Would you return every entry, exactly as it is written?

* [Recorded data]
********************

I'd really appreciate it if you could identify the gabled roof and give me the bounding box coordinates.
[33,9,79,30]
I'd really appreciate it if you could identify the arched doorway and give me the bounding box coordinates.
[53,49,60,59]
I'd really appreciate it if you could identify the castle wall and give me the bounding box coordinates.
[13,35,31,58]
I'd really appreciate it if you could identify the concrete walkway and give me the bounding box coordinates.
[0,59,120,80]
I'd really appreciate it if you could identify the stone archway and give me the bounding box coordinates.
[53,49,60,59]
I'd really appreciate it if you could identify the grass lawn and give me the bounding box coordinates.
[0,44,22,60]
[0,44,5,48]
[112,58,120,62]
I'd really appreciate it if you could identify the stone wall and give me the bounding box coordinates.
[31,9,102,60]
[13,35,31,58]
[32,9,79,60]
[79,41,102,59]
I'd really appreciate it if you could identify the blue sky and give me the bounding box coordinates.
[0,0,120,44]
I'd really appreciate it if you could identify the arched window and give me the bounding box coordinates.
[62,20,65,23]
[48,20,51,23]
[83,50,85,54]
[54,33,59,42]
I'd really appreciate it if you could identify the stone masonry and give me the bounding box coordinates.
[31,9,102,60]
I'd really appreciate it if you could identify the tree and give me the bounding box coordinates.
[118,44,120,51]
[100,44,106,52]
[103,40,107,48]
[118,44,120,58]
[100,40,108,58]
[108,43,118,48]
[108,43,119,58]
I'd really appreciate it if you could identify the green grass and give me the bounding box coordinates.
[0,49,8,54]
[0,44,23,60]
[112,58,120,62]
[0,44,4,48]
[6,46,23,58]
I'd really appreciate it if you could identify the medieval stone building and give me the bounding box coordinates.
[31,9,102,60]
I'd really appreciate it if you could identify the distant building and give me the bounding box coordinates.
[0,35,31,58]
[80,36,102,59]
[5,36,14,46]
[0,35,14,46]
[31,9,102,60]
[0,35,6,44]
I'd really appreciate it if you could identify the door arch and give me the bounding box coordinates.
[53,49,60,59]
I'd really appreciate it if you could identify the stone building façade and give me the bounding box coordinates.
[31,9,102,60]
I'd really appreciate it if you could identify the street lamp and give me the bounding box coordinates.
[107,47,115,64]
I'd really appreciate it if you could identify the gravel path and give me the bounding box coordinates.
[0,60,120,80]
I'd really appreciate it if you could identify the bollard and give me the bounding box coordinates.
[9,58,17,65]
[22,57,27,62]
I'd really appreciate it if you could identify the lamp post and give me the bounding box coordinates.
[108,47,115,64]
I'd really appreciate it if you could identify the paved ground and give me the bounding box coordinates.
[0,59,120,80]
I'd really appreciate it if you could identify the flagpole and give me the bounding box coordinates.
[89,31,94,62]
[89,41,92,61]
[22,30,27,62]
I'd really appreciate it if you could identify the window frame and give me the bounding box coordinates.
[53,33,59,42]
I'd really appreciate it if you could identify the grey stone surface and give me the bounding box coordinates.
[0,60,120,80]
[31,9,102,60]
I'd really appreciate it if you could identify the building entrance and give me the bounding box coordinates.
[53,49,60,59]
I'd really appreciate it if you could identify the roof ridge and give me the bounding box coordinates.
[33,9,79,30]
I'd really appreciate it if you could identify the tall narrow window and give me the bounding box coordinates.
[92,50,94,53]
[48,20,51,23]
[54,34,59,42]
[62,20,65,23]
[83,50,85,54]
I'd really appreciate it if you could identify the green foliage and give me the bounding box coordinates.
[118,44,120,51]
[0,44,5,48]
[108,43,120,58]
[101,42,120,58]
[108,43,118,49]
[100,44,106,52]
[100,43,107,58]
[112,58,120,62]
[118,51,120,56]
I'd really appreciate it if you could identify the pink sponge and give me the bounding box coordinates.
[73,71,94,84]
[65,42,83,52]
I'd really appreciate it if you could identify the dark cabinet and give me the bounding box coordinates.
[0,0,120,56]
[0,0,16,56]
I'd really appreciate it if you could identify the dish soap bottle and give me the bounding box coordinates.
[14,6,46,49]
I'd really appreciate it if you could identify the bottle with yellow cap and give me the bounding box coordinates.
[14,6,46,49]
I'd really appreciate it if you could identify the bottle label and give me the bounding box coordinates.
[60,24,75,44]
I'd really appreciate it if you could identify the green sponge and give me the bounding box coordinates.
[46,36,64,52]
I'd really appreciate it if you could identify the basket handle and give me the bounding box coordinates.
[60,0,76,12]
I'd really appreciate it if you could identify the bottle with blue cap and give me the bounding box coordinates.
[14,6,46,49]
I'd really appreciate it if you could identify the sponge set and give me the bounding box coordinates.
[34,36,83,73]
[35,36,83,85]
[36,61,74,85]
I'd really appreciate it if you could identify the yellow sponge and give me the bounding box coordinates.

********************

* [Answer space]
I'd really appreciate it if you could identify the gabled roof and give me the bounding box coordinates.
[33,9,79,30]
I'd really appreciate it if you could identify the arched doorway and give me the bounding box coordinates.
[53,49,60,59]
I'd really appreciate it if you could identify the castle wall and give me the bounding box coordinates.
[13,35,31,58]
I'd really appreciate it if you could identify the concrete walkway and give me the bounding box coordinates.
[0,59,120,80]
I'd really appreciate it if you could identify the stone archway and give me the bounding box coordinates.
[53,49,60,59]
I'd really appreciate it if you could identify the grass lawn and give me the bounding box coordinates.
[0,44,22,60]
[0,44,5,48]
[112,58,120,62]
I'd really appreciate it if you could identify the stone wall and give me the bounding box coordinates.
[31,9,102,60]
[13,35,31,58]
[32,9,79,60]
[79,41,102,59]
I'd really appreciate it if you could identify the blue sky and give me the bounding box coordinates.
[0,0,120,44]
I'd really appreciate it if you could identify the arched window and give me the bounding box coordinates.
[62,20,65,23]
[48,20,51,23]
[83,50,85,54]
[54,33,59,42]
I'd really appreciate it if you could identify the stone masonry and give me the bounding box coordinates.
[31,9,102,60]
I'd really appreciate it if you could identify the tree and give me the bounding box coordinates.
[118,44,120,51]
[100,44,106,52]
[103,40,107,48]
[118,44,120,58]
[100,40,108,58]
[108,43,118,48]
[108,43,119,58]
I'd really appreciate it if you could identify the green grass and give me the bounding box coordinates.
[0,49,8,54]
[0,44,23,60]
[112,58,120,62]
[0,44,4,48]
[6,46,23,58]
I'd really appreciate it if you could identify the medieval stone building and give me the bounding box coordinates.
[31,9,102,60]
I'd really appreciate it if you could identify the distant building and give me the bounding box coordinates.
[0,35,31,58]
[80,36,102,59]
[5,36,14,46]
[0,35,14,46]
[31,9,102,60]
[0,35,6,44]
I'd really appreciate it if you could identify the door arch and give me the bounding box coordinates.
[53,49,60,59]
I'd really appreciate it if you could identify the stone building façade and give me the bounding box coordinates.
[31,9,102,60]
I'd really appreciate it if you could identify the street lamp and give me the bounding box coordinates.
[107,47,115,64]
I'd really appreciate it if you could identify the gravel path and give me the bounding box coordinates.
[0,60,120,80]
I'd really appreciate it if you could identify the bollard and give me the bounding box coordinates.
[9,58,17,65]
[22,57,27,62]
I'd really appreciate it if you could identify the lamp post and give me the bounding box coordinates.
[108,47,115,64]
I'd really appreciate it if you could identify the paved ground and give me the bounding box coordinates.
[0,59,120,80]
I'd really appreciate it if you could identify the flagpole and give me the bounding box coordinates.
[89,31,94,62]
[89,41,92,61]
[22,30,27,62]
I'd really appreciate it if you could identify the window frame and give me the bounding box coordinates.
[53,33,59,42]
I'd really appreciate it if you could identify the grey stone surface and give me the bounding box coordinates.
[0,60,120,80]
[31,9,102,60]
I'd really appreciate it if you could identify the building entrance and give me the bounding box coordinates.
[53,49,60,59]
I'd really appreciate it if you could identify the roof ridge and give me the bounding box coordinates.
[33,9,79,30]
I'd really appreciate it if you could identify the tall narrow window and give me the bounding box coordinates.
[92,50,94,53]
[48,20,51,23]
[54,34,59,42]
[62,20,65,23]
[83,50,85,54]
I'd really appreciate it if you could identify the green foliage and give me the bounding box coordinates.
[118,44,120,51]
[0,44,5,48]
[108,43,120,58]
[101,42,120,58]
[108,43,118,49]
[100,44,106,52]
[100,43,107,58]
[112,58,120,62]
[118,51,120,56]
I'd really appreciate it if you could identify the pink sponge and give me the bounding box coordinates.
[73,71,94,84]
[65,42,83,52]
I'd really appreciate it if you could identify the dark cabinet and give me the bounding box coordinates.
[0,0,120,56]
[0,0,16,56]
I'd really appreciate it if you could identify the dish soap bottle and give me the bounding box coordinates.
[14,6,46,49]
I'd really appreciate it if you could identify the bottle with yellow cap and give me the bounding box coordinates.
[14,6,46,49]
I'd really appreciate it if you could identify the bottle label and give me the bounding box coordinates.
[60,24,75,44]
I'd really appreciate it if you could identify the green sponge and give me the bounding box coordinates.
[46,36,64,52]
I'd really appreciate it if you could identify the basket handle and give me the bounding box coordinates.
[60,0,76,12]
I'd really appreciate it if you could identify the bottle with blue cap and give me the bounding box coordinates.
[14,6,46,49]
I'd really appreciate it if you could identify the sponge set and give me the bounding box coordinates.
[34,36,83,73]
[35,36,83,85]
[36,61,74,85]
I'd really appreciate it if you could identify the yellow sponge and give me the bounding box coordinates.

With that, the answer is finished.